START Record extracts
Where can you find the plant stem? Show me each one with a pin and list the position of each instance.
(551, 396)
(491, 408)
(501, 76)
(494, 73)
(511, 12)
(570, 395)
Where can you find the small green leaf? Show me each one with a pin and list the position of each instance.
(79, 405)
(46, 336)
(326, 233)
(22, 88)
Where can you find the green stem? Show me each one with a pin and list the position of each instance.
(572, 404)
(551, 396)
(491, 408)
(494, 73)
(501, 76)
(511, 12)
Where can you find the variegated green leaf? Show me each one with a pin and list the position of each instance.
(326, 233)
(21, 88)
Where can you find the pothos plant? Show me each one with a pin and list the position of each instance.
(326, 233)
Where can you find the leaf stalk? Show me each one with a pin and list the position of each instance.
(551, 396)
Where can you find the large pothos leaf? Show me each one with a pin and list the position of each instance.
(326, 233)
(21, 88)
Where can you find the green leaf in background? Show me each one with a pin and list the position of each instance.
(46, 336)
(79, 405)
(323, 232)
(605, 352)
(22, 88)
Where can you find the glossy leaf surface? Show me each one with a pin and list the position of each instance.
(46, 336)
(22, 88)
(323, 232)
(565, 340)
END Record extracts
Brief: Give back each record above exactly as written.

Exercise answer:
Where can you find the plant stem? Show me each one with a pin and list the position of each instance.
(551, 396)
(491, 408)
(501, 76)
(494, 73)
(511, 12)
(570, 395)
Where can you find the small green leaf? Show me each one with a pin and list the position of each instance.
(79, 405)
(46, 336)
(326, 233)
(22, 88)
Where can you find the green stem? Show me each one with a pin and list the position of each instance.
(572, 404)
(551, 396)
(491, 408)
(494, 73)
(501, 76)
(511, 12)
Where can you find the variegated green leaf? Show me each one with a pin and list the position of each instance.
(326, 233)
(21, 88)
Where can you find the pothos plant? Show me each one with a pin and list the position of each instance.
(326, 233)
Where can you find the leaf stalk? Show me each one with a pin and list the position of each instance.
(551, 396)
Where can you find the large pothos leaf? Show me each one with a pin and list the position of each instance.
(326, 233)
(21, 88)
Where can you find the green leaf in background? Show me each one with a pin and list the position of each instance.
(46, 336)
(79, 405)
(323, 232)
(605, 352)
(22, 88)
Where can you find the glossy leaf surface? Show me each one with a pin and list the position of each instance.
(46, 336)
(22, 88)
(323, 232)
(565, 340)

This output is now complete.